Six Days of Quebec

Race details
- Region: Quebec, Canada
- Local name(s): Six Jours de Québec (in French)
- Discipline: Track
- Type: Six-day racing

History
- First edition: 1964
- Editions: 3
- Final edition: 1966
- First winner: Emile Severeyns (BEL) Lucien Gillen (LUX)
- Most wins: Emile Severeyns (BEL) (2 wins)
- Final winner: Fritz Pfenninger (SUI) Sigi Renz (DEU)

= Six Days of Quebec =

Track cycling race

The Quebec Six Days was a short-lived six-day track cycling race held in Quebec, Canada.

Only three editions were organized, from 1964 to 1966.
=-=-=-=-=
* YOUR INSTRUCTIONS *
Reproduce the stretch of the Six Days of Quebec text from "Race details" through "Lucien Gillen (LUX)", word for word.

* RECORDS *
=-=-=-=-=
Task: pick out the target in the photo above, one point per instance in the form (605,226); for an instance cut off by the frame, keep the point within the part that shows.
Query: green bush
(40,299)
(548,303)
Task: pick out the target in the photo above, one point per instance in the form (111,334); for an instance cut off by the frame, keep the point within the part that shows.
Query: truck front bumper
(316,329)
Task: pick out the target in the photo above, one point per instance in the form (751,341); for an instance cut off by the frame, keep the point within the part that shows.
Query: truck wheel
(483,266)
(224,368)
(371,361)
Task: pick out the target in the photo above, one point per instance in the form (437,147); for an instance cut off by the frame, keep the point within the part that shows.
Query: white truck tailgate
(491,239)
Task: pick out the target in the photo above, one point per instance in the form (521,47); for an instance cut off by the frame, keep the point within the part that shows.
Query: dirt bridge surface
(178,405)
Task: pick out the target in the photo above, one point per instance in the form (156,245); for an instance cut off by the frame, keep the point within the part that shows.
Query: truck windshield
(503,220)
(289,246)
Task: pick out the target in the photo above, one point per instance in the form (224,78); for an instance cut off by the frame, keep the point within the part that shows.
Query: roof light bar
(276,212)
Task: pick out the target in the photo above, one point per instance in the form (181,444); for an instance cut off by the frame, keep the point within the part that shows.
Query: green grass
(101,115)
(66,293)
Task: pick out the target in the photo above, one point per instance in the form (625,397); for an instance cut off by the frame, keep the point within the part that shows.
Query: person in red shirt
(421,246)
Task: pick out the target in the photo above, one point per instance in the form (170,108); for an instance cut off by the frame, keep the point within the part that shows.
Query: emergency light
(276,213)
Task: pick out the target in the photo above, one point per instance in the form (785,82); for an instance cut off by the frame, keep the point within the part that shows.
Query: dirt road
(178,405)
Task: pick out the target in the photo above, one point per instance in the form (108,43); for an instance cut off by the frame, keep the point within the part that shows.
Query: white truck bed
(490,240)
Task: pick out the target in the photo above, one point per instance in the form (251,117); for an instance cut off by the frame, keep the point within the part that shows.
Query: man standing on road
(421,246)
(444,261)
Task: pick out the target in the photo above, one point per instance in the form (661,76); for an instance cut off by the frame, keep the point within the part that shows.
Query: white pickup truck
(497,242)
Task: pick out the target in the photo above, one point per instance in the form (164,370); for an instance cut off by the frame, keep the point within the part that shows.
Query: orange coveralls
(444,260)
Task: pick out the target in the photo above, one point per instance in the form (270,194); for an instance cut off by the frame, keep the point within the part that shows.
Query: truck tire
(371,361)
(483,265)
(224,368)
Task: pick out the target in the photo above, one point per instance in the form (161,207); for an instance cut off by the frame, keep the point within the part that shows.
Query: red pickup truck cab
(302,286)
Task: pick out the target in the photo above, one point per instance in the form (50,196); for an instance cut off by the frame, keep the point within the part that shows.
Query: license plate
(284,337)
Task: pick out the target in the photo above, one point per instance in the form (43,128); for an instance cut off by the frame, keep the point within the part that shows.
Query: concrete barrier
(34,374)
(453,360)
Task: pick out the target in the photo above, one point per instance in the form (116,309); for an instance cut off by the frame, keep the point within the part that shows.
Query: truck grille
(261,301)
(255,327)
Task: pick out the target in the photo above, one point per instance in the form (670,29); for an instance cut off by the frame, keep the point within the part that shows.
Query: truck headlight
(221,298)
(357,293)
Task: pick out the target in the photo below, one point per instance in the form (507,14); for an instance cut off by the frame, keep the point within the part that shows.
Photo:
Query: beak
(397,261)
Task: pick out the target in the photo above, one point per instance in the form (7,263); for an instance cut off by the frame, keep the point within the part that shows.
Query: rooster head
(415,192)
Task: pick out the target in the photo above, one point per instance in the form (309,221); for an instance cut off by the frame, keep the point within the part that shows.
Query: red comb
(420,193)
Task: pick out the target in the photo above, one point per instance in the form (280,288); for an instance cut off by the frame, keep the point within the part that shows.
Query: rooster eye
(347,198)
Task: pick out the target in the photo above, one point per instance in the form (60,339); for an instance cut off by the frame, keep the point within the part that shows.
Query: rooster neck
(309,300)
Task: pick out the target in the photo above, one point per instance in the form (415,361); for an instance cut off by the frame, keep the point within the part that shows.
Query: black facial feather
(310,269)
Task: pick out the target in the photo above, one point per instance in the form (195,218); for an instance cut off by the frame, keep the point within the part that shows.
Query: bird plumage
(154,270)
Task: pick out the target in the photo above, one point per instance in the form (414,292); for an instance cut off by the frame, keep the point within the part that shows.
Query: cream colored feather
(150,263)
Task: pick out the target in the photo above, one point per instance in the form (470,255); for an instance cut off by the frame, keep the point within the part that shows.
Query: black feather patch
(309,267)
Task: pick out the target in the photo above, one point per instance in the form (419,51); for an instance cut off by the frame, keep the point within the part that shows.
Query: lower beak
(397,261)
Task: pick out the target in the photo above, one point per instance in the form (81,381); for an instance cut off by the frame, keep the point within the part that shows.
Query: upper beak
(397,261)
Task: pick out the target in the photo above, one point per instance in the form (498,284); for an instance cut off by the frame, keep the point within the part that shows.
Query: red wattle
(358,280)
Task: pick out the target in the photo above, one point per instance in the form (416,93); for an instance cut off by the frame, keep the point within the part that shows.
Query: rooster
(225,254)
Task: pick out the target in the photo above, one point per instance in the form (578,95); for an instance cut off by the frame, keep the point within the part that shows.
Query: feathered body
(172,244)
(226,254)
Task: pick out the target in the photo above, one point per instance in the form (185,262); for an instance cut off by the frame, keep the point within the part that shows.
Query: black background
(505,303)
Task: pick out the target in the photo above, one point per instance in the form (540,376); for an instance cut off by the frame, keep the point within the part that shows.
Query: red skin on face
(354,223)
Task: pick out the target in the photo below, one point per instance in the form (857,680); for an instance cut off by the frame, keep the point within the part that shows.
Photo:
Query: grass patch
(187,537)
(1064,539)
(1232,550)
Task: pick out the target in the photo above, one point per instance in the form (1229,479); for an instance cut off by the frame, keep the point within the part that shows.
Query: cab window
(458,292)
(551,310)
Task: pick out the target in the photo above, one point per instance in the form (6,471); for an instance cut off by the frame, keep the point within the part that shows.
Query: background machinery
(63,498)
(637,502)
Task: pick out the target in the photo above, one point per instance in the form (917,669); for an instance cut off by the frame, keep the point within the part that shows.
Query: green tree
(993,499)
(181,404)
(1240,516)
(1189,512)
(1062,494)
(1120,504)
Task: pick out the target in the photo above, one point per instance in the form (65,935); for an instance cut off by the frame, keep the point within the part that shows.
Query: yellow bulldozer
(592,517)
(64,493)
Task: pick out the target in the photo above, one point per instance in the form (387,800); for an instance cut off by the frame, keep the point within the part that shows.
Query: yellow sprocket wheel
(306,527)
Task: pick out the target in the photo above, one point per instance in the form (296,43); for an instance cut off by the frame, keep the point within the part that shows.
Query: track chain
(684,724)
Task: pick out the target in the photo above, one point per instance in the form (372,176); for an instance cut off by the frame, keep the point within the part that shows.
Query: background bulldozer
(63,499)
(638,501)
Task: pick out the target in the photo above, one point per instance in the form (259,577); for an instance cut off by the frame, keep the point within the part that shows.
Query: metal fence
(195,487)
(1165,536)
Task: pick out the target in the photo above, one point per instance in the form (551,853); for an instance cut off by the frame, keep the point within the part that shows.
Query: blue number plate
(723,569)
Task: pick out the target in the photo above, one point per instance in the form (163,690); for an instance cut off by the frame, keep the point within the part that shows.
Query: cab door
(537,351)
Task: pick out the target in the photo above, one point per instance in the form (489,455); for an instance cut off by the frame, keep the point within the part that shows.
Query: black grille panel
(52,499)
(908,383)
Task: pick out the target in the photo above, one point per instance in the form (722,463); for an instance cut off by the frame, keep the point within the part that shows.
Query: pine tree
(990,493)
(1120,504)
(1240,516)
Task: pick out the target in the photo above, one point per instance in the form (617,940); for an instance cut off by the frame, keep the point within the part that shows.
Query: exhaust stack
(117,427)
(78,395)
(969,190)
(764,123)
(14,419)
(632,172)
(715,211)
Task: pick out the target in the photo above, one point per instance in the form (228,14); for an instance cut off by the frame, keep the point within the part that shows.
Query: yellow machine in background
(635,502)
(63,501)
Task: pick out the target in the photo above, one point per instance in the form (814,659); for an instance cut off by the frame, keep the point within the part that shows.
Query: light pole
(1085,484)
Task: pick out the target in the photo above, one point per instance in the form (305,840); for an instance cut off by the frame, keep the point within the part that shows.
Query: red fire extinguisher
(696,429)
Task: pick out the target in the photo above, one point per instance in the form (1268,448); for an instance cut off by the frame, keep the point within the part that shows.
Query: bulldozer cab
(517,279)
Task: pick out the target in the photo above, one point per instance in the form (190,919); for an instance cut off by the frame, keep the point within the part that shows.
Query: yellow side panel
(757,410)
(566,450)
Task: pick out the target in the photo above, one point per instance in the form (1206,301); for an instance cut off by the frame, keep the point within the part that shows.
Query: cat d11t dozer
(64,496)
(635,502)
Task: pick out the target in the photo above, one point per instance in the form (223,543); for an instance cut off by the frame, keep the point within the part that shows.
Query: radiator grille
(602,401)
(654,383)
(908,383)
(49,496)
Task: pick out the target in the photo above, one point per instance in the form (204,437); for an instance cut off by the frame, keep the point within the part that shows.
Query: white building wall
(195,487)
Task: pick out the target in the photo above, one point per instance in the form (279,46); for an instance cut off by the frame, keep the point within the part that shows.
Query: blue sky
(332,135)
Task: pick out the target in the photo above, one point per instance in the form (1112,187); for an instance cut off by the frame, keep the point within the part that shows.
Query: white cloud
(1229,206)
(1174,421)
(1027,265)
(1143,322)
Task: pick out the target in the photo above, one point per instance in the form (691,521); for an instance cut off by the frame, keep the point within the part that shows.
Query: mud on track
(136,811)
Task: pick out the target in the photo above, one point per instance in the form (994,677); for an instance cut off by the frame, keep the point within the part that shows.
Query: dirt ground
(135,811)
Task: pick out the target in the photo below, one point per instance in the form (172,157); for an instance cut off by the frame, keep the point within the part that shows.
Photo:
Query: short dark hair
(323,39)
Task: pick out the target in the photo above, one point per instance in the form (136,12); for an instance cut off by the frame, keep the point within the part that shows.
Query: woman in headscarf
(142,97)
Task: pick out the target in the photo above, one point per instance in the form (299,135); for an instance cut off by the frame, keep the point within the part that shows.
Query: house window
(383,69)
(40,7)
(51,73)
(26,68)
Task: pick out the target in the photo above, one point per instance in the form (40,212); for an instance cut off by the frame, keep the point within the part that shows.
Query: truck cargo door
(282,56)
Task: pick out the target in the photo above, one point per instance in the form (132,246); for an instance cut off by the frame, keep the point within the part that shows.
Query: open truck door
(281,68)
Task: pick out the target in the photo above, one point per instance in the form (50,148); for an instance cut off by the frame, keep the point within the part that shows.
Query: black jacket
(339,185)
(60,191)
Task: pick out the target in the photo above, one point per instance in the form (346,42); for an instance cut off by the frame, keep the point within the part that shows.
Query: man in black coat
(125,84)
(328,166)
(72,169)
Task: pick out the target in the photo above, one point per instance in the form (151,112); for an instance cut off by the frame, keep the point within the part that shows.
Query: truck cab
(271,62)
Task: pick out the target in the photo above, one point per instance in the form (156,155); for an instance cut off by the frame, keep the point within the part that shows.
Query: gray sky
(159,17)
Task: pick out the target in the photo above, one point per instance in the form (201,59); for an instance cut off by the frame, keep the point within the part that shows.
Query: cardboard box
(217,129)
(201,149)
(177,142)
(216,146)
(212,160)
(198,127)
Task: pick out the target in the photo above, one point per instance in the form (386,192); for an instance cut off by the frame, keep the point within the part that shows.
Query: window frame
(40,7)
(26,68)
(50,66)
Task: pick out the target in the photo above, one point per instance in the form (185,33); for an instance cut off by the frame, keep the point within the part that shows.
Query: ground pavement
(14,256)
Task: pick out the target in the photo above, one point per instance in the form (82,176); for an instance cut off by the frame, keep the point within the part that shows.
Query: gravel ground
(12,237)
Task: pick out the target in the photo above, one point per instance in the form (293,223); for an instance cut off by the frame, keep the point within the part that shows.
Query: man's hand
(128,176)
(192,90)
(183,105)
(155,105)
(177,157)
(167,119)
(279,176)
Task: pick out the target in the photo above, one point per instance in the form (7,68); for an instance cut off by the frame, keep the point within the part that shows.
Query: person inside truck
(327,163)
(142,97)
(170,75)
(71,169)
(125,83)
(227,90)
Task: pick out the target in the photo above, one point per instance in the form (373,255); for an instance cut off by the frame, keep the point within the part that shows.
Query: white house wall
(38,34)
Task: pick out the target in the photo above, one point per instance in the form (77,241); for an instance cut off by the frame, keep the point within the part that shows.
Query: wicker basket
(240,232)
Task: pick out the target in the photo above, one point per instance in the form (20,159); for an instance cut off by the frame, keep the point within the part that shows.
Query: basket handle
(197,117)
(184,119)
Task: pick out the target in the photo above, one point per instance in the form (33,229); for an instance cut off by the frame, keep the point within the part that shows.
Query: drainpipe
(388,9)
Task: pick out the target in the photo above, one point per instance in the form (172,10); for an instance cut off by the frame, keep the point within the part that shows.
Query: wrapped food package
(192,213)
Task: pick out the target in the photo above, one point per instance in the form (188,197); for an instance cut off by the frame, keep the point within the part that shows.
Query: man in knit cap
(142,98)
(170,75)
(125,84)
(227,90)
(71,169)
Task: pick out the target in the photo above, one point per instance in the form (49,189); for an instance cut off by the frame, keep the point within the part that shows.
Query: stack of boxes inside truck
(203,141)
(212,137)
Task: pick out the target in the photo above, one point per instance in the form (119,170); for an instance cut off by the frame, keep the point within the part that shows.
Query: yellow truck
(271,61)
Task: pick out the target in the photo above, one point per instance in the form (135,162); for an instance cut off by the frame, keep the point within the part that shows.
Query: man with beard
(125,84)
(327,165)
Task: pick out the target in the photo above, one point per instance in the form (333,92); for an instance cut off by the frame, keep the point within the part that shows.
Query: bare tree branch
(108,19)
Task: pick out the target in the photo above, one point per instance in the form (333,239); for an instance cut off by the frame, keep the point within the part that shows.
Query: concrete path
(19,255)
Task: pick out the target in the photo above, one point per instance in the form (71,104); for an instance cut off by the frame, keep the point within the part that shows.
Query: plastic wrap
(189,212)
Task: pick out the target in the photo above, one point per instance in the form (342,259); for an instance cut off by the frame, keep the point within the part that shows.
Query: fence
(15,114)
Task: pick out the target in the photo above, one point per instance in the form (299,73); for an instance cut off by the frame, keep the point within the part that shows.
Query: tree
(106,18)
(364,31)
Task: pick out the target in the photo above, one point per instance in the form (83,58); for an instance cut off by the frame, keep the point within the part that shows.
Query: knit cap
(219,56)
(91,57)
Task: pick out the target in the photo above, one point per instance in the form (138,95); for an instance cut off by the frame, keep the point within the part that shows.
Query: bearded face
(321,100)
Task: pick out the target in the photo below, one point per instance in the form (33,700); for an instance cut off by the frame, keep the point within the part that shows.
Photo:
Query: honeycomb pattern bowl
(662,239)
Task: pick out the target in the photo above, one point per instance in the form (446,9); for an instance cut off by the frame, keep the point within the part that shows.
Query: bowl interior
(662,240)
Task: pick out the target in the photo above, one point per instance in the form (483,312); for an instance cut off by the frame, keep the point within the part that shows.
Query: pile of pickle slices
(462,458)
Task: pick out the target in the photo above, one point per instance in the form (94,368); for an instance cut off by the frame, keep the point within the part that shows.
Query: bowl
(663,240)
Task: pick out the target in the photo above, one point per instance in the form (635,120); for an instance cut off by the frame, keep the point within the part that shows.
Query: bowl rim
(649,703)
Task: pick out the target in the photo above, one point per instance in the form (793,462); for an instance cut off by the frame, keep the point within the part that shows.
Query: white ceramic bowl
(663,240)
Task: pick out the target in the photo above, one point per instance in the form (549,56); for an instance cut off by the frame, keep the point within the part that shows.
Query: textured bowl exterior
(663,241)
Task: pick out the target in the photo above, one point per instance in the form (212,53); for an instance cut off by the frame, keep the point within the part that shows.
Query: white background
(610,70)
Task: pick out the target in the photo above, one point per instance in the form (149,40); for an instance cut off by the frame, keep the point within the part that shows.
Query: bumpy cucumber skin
=-=-=-=-=
* SOLUTION FOR THIS PROBLEM *
Race details
- Region: Quebec, Canada
- Local name(s): Six Jours de Québec (in French)
- Discipline: Track
- Type: Six-day racing

History
- First edition: 1964
- Editions: 3
- Final edition: 1966
- First winner: Emile Severeyns (BEL) Lucien Gillen (LUX)